Your objective:
Please return the listing exactly, line for line.

Records supplied:
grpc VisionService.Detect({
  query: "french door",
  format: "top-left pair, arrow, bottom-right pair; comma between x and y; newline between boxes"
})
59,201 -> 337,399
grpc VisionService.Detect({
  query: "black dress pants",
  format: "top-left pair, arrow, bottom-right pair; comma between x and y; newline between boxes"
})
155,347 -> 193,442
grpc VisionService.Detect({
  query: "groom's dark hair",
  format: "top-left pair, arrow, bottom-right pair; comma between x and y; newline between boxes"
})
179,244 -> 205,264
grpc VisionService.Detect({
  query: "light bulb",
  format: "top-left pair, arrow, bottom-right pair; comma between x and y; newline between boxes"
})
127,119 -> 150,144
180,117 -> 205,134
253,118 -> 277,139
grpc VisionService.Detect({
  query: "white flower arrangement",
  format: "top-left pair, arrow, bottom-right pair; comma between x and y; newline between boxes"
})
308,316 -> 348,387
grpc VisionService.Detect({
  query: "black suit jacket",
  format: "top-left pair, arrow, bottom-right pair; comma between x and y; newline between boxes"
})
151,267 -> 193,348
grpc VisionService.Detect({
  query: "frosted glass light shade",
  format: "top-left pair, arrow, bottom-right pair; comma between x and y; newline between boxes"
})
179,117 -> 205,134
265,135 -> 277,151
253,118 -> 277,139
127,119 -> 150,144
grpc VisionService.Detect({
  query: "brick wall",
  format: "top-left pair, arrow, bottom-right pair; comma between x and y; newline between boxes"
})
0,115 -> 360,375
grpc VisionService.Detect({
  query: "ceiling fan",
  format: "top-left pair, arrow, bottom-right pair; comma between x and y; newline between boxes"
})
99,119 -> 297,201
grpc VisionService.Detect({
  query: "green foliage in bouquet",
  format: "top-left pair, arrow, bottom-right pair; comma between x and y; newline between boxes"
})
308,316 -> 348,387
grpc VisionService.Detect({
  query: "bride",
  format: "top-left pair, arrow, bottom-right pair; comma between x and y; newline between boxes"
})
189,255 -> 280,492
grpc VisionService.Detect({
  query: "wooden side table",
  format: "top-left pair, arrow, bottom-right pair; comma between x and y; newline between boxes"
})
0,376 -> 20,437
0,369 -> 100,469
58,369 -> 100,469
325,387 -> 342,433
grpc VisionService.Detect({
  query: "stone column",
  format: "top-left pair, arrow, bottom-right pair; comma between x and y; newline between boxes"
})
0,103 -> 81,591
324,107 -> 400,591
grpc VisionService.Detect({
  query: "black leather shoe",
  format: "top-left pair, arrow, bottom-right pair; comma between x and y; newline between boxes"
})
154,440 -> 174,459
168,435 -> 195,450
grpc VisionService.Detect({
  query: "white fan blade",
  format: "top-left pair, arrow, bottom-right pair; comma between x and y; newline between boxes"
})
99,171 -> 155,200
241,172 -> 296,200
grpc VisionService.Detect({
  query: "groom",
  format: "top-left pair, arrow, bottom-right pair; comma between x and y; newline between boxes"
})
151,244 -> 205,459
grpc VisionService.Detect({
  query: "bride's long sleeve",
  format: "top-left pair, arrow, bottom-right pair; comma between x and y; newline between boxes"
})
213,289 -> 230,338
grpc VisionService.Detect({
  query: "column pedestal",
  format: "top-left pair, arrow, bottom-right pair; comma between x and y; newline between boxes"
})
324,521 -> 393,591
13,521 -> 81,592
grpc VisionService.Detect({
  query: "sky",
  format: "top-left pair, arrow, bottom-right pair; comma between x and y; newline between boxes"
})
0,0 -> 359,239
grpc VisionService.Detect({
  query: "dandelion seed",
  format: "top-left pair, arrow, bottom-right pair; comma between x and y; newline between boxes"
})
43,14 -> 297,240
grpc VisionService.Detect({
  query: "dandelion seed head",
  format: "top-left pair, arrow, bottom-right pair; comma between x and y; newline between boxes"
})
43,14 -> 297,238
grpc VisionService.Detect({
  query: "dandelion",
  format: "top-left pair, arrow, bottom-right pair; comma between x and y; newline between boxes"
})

Task response:
grpc VisionService.Detect({
  query: "french door",
  format: "top-left pair, arrow, bottom-right pair; comma between x and y; newline between boxes"
})
59,201 -> 337,399
grpc VisionService.Detect({
  query: "black dress pants",
  format: "top-left pair, arrow, bottom-right pair; comma between x and y; newline between boxes"
})
155,347 -> 193,442
grpc VisionService.Detect({
  query: "groom's dark hair",
  format: "top-left pair, arrow, bottom-right pair; comma between x and y; newline between boxes"
})
179,244 -> 205,264
grpc VisionService.Detect({
  query: "light bulb",
  format: "top-left pair, arrow, bottom-right pair; comma between x and y; newline between boxes"
})
127,119 -> 150,144
180,117 -> 205,134
253,118 -> 277,139
grpc VisionService.Detect({
  query: "white flower arrangement",
  format: "top-left pair, arrow, bottom-right pair; comma between x and y; newline between boxes"
})
308,316 -> 348,387
grpc VisionService.Detect({
  query: "black suit jacket",
  format: "top-left pair, arrow, bottom-right pair; comma between x and y; newline between boxes"
})
151,267 -> 193,348
grpc VisionService.Detect({
  query: "frosted glass light shade",
  format: "top-left pair, arrow, bottom-right pair; comma between x and y; newline between boxes"
})
179,117 -> 205,134
265,135 -> 277,151
253,118 -> 277,139
127,119 -> 150,144
grpc VisionService.Detect({
  query: "brick wall",
  format: "top-left pair, arrow, bottom-right pair; comma between x and y; newline between boxes"
})
0,115 -> 360,375
grpc VisionService.Detect({
  query: "ceiling fan",
  format: "top-left pair, arrow, bottom-right pair; comma between x and y; newline between boxes"
})
99,119 -> 297,201
grpc VisionService.Detect({
  query: "green foliage in bouquet",
  format: "top-left pair, arrow, bottom-right pair; comma between x and y; newline between boxes"
})
308,316 -> 348,387
grpc VisionService.Detect({
  query: "bride",
  format: "top-left pair, arrow, bottom-right pair; comma between x and y; newline between boxes"
})
189,255 -> 280,492
grpc VisionService.Detect({
  query: "wooden side table",
  format: "top-left pair, arrow, bottom-right pair; comma between x and y; newline between boxes"
})
0,376 -> 20,437
0,369 -> 100,469
58,369 -> 100,469
325,387 -> 342,433
grpc VisionService.Detect({
  query: "stone column",
  format: "top-left pair, arrow, bottom-right pair; comma between x and y; newline between boxes"
})
0,103 -> 81,591
324,107 -> 400,591
grpc VisionService.Detect({
  query: "black leather shoe",
  format: "top-left pair, arrow, bottom-right pair; comma between x and y; newline between boxes"
})
154,440 -> 174,459
168,435 -> 195,450
grpc VisionService.Detect({
  query: "white fan blade",
  format: "top-left pair, arrow, bottom-right pair; comma between x and y; newline between boxes"
})
99,171 -> 155,200
241,172 -> 296,200
grpc VisionService.Detect({
  query: "groom",
  format: "top-left pair, arrow, bottom-right pair; comma between x and y; newline between boxes"
})
151,244 -> 205,459
grpc VisionService.Detect({
  query: "bride's long sleeve",
  format: "top-left pair, arrow, bottom-right pair; comma between x and y; newline between boxes"
})
213,289 -> 230,338
grpc VisionService.Detect({
  query: "column pedestal",
  format: "top-left pair, arrow, bottom-right pair; comma between x and y; newline between boxes"
})
324,521 -> 393,591
13,521 -> 81,592
grpc VisionService.Detect({
  query: "sky",
  format: "top-left pair, arrow, bottom-right pair; comma between x and y; newline between boxes"
})
0,0 -> 359,239
grpc VisionService.Detect({
  query: "dandelion seed",
  format: "top-left pair, arrow, bottom-right pair; comma between x and y; newline between boxes"
})
43,14 -> 297,240
grpc VisionService.Detect({
  query: "dandelion seed head",
  format: "top-left pair, arrow, bottom-right pair; comma between x and y; newline between boxes"
})
43,14 -> 297,238
grpc VisionService.Detect({
  query: "dandelion",
  format: "top-left pair, arrow, bottom-right pair; comma between x and y; newline between boxes"
})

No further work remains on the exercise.